Work required: From the line containing "Where can you spot the patio" down to the last line of the records below, copy every line exactly. Leave out everything before it.

● ● ● ● ●

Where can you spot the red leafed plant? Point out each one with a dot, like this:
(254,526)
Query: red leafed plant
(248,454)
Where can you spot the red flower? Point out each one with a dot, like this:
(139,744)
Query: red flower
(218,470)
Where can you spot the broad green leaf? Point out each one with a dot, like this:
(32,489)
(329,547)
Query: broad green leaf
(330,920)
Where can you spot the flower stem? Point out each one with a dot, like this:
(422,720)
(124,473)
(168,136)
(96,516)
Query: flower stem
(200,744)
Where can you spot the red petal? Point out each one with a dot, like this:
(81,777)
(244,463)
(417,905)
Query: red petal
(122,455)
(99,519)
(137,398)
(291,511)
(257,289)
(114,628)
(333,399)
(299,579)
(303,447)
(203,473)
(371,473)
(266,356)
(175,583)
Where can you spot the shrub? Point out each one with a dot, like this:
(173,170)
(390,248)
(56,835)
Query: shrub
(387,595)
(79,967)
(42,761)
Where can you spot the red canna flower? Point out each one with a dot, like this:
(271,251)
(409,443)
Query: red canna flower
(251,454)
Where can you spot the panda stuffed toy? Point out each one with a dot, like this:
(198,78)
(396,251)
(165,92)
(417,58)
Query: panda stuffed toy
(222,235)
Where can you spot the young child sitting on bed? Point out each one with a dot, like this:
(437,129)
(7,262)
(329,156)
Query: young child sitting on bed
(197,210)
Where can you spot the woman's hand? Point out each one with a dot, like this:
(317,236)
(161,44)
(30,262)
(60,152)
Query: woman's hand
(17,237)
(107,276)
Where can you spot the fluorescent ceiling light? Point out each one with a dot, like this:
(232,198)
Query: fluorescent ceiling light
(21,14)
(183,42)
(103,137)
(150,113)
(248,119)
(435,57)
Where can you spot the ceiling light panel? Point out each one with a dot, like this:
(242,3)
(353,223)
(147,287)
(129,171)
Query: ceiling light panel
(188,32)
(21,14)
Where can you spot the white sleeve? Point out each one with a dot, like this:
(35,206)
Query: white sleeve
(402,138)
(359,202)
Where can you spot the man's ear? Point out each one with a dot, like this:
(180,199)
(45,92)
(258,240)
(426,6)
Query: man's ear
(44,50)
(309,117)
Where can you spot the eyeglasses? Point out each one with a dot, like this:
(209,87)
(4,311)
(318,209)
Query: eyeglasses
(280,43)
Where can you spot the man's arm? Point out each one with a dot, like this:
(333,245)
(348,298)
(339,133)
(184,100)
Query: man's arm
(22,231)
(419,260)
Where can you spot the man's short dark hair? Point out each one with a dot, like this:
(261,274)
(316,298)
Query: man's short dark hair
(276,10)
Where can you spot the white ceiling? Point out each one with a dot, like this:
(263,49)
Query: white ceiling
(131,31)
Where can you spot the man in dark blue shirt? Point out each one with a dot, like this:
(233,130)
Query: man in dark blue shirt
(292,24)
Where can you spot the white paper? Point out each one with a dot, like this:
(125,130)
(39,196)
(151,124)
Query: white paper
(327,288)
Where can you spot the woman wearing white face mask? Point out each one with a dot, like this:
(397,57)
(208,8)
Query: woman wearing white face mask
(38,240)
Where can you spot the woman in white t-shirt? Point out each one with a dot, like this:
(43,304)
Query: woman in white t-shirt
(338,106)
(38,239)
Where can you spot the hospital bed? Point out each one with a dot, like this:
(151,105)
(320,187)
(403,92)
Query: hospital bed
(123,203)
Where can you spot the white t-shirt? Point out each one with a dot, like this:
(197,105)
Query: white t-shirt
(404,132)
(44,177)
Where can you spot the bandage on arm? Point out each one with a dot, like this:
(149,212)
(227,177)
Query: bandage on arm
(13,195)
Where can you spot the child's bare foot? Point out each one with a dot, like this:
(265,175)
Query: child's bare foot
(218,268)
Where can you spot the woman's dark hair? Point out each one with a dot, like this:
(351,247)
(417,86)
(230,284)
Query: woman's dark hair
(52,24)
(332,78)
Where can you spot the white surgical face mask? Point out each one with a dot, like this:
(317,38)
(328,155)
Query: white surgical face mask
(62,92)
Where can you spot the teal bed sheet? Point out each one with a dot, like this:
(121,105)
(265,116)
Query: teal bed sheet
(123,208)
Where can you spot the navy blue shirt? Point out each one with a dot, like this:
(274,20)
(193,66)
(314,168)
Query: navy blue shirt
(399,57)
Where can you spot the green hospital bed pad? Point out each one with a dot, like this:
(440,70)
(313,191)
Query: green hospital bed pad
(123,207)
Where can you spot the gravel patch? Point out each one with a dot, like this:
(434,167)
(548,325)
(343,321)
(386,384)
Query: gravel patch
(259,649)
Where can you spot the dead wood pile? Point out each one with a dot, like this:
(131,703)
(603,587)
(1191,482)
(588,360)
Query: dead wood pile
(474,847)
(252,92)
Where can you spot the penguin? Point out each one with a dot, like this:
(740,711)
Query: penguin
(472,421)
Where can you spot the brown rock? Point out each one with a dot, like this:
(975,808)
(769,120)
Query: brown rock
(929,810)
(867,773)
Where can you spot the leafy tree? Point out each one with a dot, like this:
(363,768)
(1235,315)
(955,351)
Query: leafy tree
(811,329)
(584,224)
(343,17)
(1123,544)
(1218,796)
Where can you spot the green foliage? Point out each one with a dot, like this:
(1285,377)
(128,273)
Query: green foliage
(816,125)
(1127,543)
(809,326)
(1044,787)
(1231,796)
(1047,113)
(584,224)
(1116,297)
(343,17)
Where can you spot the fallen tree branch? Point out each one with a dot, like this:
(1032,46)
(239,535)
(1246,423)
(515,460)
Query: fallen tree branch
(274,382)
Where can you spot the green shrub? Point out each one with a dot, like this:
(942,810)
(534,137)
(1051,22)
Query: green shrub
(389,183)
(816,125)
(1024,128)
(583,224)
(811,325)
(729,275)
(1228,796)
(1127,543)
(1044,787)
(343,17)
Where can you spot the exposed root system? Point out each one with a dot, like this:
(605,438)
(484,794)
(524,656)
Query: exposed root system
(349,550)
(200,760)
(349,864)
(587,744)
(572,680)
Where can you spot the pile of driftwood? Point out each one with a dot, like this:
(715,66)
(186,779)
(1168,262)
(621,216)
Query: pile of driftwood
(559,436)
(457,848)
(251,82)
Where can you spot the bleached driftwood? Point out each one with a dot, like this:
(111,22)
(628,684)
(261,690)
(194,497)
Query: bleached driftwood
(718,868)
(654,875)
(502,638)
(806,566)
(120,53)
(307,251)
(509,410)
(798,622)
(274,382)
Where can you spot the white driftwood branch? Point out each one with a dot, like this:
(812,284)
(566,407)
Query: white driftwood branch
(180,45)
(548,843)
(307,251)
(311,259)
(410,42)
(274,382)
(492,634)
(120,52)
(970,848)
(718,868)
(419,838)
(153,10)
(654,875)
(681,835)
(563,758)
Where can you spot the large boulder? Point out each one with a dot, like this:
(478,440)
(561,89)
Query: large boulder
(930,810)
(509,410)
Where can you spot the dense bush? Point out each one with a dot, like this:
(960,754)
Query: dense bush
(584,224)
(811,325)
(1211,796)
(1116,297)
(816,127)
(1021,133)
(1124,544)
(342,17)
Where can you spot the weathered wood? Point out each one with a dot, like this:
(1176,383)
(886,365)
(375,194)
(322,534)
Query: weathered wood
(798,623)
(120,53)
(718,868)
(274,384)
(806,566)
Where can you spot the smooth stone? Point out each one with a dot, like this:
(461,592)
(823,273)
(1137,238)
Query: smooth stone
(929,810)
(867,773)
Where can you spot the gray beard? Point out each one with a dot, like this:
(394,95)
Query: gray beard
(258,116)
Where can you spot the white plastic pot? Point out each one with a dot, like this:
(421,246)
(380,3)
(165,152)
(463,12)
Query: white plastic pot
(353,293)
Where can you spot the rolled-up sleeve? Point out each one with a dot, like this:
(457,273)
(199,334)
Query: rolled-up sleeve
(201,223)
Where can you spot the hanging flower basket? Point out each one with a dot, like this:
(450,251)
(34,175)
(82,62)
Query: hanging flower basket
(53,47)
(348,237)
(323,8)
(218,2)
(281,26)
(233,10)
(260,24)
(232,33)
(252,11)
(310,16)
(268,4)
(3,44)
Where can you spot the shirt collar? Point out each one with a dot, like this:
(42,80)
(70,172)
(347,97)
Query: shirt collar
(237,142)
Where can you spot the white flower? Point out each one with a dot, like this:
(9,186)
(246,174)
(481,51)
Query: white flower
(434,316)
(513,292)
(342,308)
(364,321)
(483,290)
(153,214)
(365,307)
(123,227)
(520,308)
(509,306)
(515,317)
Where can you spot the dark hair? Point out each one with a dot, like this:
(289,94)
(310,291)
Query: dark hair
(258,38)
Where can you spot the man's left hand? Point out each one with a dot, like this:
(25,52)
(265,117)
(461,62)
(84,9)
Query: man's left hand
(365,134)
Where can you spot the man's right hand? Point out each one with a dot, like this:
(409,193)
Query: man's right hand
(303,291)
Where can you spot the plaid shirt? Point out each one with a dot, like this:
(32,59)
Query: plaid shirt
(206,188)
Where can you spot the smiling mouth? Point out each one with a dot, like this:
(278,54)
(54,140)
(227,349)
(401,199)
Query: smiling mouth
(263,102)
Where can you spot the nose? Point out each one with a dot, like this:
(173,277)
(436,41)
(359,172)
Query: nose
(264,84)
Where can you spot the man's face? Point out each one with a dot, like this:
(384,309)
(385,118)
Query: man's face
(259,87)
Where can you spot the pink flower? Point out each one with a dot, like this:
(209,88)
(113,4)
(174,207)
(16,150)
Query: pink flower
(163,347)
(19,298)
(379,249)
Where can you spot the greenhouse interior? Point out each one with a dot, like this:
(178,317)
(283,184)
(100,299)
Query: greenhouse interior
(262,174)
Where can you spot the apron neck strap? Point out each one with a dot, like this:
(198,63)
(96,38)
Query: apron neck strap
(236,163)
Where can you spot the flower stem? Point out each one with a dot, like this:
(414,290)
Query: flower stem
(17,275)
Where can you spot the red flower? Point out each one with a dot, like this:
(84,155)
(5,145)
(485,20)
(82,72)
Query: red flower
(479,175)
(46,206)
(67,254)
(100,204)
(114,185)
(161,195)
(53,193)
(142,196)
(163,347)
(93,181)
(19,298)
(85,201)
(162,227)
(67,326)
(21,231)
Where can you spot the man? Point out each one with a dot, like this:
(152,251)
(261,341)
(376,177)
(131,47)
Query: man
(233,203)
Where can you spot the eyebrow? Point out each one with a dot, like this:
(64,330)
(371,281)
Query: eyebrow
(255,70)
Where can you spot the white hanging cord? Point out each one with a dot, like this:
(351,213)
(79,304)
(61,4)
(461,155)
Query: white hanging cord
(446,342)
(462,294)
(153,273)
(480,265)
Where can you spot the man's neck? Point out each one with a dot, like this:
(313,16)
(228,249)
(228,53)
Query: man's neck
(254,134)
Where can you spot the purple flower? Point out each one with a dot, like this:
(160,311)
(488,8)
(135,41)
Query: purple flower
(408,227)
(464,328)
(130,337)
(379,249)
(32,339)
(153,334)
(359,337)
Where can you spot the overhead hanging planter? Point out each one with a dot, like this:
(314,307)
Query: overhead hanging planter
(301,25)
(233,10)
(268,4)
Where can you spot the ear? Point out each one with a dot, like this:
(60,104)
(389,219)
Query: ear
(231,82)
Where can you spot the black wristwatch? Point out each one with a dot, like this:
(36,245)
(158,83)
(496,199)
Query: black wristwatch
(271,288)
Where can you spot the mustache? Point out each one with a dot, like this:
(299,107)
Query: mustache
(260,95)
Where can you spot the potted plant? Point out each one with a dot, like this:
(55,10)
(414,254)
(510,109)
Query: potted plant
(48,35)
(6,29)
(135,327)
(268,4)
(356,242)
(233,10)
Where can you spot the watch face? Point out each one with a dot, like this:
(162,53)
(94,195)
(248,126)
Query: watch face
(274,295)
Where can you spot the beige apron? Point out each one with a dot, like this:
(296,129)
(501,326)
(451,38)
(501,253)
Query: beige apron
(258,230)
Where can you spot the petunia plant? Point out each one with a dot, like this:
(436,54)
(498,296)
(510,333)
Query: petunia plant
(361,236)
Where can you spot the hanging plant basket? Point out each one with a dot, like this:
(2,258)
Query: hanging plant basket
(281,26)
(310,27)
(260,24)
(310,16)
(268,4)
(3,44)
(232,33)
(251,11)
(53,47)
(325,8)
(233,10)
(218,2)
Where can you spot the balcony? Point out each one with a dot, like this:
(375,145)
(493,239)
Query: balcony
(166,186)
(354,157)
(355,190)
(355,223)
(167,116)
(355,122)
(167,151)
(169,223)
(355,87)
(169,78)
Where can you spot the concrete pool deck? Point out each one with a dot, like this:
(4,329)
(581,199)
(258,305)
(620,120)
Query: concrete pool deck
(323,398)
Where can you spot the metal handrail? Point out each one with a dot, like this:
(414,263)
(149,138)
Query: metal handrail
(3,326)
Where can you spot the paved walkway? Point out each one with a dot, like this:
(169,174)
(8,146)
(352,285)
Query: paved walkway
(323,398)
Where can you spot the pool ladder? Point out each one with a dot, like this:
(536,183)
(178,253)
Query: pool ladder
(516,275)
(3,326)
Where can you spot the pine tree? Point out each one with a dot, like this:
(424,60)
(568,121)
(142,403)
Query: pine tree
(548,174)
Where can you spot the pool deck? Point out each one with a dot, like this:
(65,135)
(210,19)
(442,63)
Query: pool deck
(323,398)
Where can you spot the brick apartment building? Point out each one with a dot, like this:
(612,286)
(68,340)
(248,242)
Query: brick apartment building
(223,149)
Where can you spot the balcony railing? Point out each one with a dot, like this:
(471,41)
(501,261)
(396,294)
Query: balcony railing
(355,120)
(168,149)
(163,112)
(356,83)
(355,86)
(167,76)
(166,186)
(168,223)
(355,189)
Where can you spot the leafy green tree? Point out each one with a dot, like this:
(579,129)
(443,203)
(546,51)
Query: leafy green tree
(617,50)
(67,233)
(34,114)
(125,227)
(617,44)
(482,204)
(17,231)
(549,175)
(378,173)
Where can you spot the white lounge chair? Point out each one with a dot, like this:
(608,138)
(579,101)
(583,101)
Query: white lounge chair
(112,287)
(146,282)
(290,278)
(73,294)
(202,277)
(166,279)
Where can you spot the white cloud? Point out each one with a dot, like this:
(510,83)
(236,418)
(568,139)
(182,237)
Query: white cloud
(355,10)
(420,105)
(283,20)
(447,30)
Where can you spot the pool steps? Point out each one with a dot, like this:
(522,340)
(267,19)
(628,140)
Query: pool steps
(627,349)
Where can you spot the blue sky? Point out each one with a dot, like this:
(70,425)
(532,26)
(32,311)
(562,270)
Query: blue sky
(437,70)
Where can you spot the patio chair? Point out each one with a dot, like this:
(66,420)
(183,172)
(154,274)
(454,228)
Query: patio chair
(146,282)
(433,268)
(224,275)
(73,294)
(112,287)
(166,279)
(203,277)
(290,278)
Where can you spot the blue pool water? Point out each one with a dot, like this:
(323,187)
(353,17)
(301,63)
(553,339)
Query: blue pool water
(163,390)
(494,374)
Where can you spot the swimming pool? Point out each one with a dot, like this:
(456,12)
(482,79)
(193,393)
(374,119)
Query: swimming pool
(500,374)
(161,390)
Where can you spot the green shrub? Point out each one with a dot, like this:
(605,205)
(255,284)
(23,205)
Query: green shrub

● ● ● ● ●

Response to this exercise:
Where can you spot the patio chair? Point out each one with a dot, like this:
(66,420)
(183,172)
(154,274)
(454,228)
Query: patio chair
(146,282)
(433,268)
(224,275)
(73,294)
(112,287)
(166,279)
(203,277)
(290,278)
Where can you spot the blue pool water? Point out each one with a dot, like this:
(323,187)
(353,17)
(301,63)
(553,339)
Query: blue pool water
(163,390)
(494,374)
Where can you spot the swimming pool? Point out each one with a dot, like this:
(456,12)
(482,79)
(193,393)
(374,119)
Query: swimming pool
(500,374)
(161,390)
Where can you spot the green shrub? Point out each one with a dot, like this:
(605,205)
(255,284)
(23,205)
Query: green shrub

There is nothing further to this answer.